Aim of the exercise: A faithful copy of the whole listing is required.

Data extracts:
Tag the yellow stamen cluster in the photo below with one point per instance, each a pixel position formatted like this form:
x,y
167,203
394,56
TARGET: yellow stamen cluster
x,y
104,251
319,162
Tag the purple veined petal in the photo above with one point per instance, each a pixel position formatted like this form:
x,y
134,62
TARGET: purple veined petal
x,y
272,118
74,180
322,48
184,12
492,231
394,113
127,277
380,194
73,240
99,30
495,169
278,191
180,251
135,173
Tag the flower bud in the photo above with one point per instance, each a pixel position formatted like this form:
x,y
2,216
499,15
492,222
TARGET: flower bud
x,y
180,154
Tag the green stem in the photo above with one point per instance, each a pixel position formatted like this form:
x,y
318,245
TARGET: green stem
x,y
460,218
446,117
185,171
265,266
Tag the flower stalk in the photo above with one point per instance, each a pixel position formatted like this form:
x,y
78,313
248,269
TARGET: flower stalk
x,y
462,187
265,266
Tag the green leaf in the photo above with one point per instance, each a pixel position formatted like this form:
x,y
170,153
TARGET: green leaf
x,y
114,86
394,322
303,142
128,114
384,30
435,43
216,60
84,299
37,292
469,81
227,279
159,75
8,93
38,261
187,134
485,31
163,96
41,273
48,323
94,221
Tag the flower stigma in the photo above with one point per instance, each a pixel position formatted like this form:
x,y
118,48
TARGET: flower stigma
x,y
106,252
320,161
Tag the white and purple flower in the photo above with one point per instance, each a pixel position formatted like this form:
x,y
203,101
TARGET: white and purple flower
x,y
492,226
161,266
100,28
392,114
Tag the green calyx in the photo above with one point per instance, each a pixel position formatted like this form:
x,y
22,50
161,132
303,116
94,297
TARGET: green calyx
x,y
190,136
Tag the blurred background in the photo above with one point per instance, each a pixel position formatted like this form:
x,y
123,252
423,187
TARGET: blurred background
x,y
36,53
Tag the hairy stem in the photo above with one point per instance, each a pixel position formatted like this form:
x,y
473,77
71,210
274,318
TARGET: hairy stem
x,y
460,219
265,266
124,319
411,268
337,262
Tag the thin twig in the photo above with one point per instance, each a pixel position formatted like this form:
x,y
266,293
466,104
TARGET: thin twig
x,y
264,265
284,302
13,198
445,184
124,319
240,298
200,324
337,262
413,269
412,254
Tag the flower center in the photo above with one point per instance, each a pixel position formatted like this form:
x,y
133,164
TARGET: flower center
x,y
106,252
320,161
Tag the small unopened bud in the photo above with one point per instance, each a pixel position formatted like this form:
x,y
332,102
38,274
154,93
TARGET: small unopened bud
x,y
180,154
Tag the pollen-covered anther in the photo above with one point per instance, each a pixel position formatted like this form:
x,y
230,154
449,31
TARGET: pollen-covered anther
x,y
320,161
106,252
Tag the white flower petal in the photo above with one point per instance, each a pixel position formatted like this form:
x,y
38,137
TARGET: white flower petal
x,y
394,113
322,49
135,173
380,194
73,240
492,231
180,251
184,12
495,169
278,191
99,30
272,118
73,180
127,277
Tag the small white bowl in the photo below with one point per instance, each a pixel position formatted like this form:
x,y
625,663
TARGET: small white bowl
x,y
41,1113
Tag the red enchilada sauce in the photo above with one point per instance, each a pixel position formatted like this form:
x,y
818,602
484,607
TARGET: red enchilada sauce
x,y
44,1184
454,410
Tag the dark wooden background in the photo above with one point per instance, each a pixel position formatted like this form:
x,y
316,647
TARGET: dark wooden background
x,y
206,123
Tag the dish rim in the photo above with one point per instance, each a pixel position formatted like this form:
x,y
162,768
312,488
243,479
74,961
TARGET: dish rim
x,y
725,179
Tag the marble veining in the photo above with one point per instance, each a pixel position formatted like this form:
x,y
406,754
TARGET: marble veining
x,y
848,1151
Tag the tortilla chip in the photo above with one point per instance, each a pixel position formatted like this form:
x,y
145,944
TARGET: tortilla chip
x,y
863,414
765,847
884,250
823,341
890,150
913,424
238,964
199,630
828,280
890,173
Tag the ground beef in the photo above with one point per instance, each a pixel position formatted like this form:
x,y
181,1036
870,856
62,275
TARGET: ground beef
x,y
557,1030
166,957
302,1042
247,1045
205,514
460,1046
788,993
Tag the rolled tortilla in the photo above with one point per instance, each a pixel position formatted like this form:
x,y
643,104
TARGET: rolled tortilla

Your solution:
Tag the yellow stamen cluster in the photo below with one point per instance, each a pixel position formatted like this form:
x,y
167,203
394,56
TARGET: yellow stamen cluster
x,y
104,251
319,162
Tag the purple veined petal in the photo above with one point per instance, each a pixel position formatted like this form:
x,y
134,62
TARGET: purple veined petal
x,y
272,118
74,180
322,48
184,12
492,231
394,113
127,277
380,194
73,240
99,30
495,169
278,191
180,251
135,173
Tag the flower bud in the photo above with one point per instance, each a pixel position formatted like this form:
x,y
2,216
499,15
492,222
TARGET: flower bud
x,y
180,154
Tag the green stem in the photo above with one point per instance, each a pixel position formatted like this form:
x,y
318,245
TARGET: green stem
x,y
460,218
446,117
185,171
265,266
Tag the flower stalk in the photo above with one point per instance, each a pixel position formatted like this form:
x,y
78,313
248,269
TARGET: flower stalk
x,y
462,187
265,266
Tag the green leaf in the photo above with one point per instance, each a pixel position formatted like this form:
x,y
170,153
TARGET: green leaf
x,y
114,86
394,322
303,142
128,114
384,30
435,43
216,60
84,299
37,292
469,81
227,279
159,75
8,93
38,261
187,134
485,31
163,96
41,273
48,323
94,221
Tag the flower stigma in the photo above with one point per instance, each a pixel position formatted like this form:
x,y
118,48
TARGET: flower stigma
x,y
106,252
320,161
Tag the white and purple flower in the photo above with one point per instance, each a pixel position formatted like this form:
x,y
203,101
TARGET: white and purple flower
x,y
492,226
161,266
100,28
392,114
Tag the green calyx in the photo above with one point per instance, each a pixel position formatted like this form:
x,y
22,50
161,132
303,116
94,297
TARGET: green calyx
x,y
190,136
Tag the blurred background in the photo above with one point per instance, each a pixel position formatted like this form:
x,y
123,252
423,187
TARGET: blurred background
x,y
36,53
Tag the hairy stem in the photo above with one point per instance, each a pixel position formatted like this form:
x,y
473,77
71,210
274,318
TARGET: hairy stem
x,y
460,219
265,266
124,319
411,268
337,262
Tag the thin twig in the photo above with one point per instance, each a pixel position formatted like this form:
x,y
266,293
466,104
TARGET: thin twig
x,y
264,265
284,302
13,198
445,184
124,319
240,298
200,324
337,262
413,269
412,254
Tag the flower center in the photo above with one point per instance, each a pixel position formatted like this form:
x,y
133,164
TARGET: flower center
x,y
106,252
320,161
Tag the small unopened bud in the photo above with one point per instance, each a pixel position formatted like this form:
x,y
332,102
38,274
154,93
TARGET: small unopened bud
x,y
180,154
Tag the pollen-covered anther in the photo above with one point per instance, each a pixel position formatted like this form:
x,y
230,154
449,31
TARGET: pollen-covered anther
x,y
320,161
106,252
Tag the white flower petal in the photo above with one point per instance, each a pixel position formatted like this form:
x,y
38,137
TARGET: white flower petal
x,y
394,113
322,49
135,173
380,194
73,240
492,231
180,251
184,12
495,169
278,191
99,30
272,118
73,180
127,277
Tag the small white bowl in the photo below with one point per instance, each a pixel position formatted like this form:
x,y
625,663
TARGET: small white bowl
x,y
41,1113
Tag the red enchilada sauce in the photo above with one point per instance, each a pixel position formatted like this form:
x,y
818,602
484,607
TARGET: red enchilada sauce
x,y
44,1184
454,410
Tag the dark wooden background in the photo above with one point per instance, each a pixel position formatted like this form:
x,y
316,647
TARGET: dark wooden background
x,y
206,123
Tag the dish rim in the photo above with one point per instance, each a pixel position formatted like this form:
x,y
162,768
312,488
243,479
74,961
TARGET: dish rim
x,y
725,179
Tag the marble veining in the photo above with one point per instance, each a pixel position formatted like this form:
x,y
406,754
TARGET: marble veining
x,y
848,1151
Tag the tortilla chip in the photo above with one point per instance, each a pixel position formatted like this form:
x,y
145,944
TARGET: tortilla chip
x,y
863,414
765,847
884,250
823,341
890,150
913,424
238,964
199,630
828,280
890,173
Tag the ground beef in the photo above with one point per instance, each a pixel position formatted like this form:
x,y
181,1036
870,856
62,275
TARGET: ground beef
x,y
557,1030
166,957
302,1042
247,1045
205,514
460,1046
788,993
Tag the rolled tortilla in the photo above with one point per instance, each a pixel position formatted like this form:
x,y
643,104
TARGET: rolled tortilla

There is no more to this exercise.